— Problem to solve —
Go to the line containing "Where can you find the utility" in the records below. Repeat it and the lines after it exactly, all the way to the end.

=== Begin Enclosure ===

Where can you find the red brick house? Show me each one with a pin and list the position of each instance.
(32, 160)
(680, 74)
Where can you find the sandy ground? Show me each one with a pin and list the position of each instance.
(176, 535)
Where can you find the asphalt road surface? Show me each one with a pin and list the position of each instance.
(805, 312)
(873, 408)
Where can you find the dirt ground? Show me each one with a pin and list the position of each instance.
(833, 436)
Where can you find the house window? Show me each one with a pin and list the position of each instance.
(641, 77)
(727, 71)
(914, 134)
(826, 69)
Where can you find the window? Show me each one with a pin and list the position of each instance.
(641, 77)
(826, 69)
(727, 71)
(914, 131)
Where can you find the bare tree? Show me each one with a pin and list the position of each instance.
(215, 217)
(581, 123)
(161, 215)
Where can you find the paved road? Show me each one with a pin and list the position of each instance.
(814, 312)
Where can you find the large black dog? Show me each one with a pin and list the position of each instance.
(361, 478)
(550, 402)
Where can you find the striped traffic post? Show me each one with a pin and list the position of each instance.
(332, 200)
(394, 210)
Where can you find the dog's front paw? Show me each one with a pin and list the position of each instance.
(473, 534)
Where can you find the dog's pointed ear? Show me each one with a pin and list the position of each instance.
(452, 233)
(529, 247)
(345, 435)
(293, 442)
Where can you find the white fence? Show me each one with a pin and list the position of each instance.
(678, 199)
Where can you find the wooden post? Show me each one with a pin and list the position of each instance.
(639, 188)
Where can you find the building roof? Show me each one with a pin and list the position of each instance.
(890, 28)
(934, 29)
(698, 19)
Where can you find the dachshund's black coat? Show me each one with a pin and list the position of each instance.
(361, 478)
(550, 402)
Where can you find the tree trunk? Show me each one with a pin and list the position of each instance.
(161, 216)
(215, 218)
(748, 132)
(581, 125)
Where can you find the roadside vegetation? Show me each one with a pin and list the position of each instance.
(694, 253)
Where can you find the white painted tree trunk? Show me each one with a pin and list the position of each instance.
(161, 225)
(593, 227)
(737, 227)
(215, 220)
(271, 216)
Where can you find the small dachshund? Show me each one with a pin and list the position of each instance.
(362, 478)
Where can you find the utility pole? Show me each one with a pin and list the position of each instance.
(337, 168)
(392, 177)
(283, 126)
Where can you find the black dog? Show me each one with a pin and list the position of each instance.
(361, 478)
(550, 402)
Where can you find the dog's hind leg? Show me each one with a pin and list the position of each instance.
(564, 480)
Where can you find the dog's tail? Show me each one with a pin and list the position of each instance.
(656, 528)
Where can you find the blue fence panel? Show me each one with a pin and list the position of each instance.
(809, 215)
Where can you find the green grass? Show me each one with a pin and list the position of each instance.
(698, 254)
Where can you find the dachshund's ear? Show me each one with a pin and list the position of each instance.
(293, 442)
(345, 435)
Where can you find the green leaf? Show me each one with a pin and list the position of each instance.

=== End Enclosure ===

— Task response —
Where can you find the utility pole? Show me each one with a pin and list the position of each instance.
(337, 168)
(392, 177)
(283, 126)
Where can you find the black dog? Show me each one with a pin and list the position of each instance.
(361, 478)
(550, 402)
Where can you find the dog's hind leg? Show me each one with a pin and list the position of each instance.
(564, 480)
Where can you find the dog's tail? Show me each one with a pin and list the position of each instance.
(656, 528)
Where can you find the blue fence panel? Show me each one with a pin and list the position of each instance.
(809, 215)
Where can you find the green grass? Show me each one with a pin and list the position of each instance.
(698, 254)
Where can you find the dachshund's ear? Show me each one with a pin and list the position of each instance.
(293, 442)
(345, 435)
Where can you find the green leaf? Show me each one with a pin and list the position of each instance.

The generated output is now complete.